[start QUOTED TEXT]

After moving the kernel to boot, rebooting, and modprobing b43, my interface popped up and worked. The ssb error in the kernel did not happen (mine was happening on boot, then the b43 module would load and do nothing when i loaded it)

Now the b43 module loads silently as before, but works where it did nothing before.

For me at least, this is SOLVED!

----------

## WuDDjA

After some days it works for me too with this patch.

I think they said that support for 4311 will first be added in 2.6.25.

But for me its

SOLVED

----------

## mmike

for me it only works every 5th boot or so,  all other times it kernel panics and freezes the system

----------

## WuDDjA

Could you add your Kernel Panic log?

What kernel are you using?

----------

## mmike

the latest zen-sources branch master-devel

but i think this comes from upstream.

[end QUOTED TEXT]
[start COLLECTED DATA]

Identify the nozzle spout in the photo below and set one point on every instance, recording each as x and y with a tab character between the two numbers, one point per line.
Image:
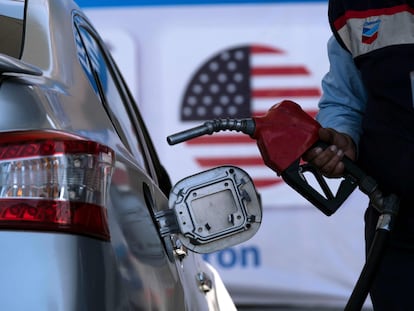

[end COLLECTED DATA]

DIRECTIVES:
1. Answer these from the forum thread about the b43 module:
(a) In which kernel version did WuDDjA think support for the 4311 would first be added?
(b) How often does mmike say it works?
(c) Which kernel does mmike report using?
2. Extend the forum thread about the b43 module past its final post.

REPLIES:
1.
(a) 2.6.25
(b) Only every 5th boot or so
(c) The latest zen-sources branch master-devel

2.
so where do i find the panic log if the system freezes?

----------

## WuDDjA

try usin the latest git sources

if it works its a zen bug

----------

## mmike

it also freezes with latest checkout from wireless-git  :Sad: 

----------

## gi1242

Works for me (tm). Thanks for a link to the patch. For some reason, linuxwireless only mentioned the NEED for the patch, but did not provide an actual link to the patch!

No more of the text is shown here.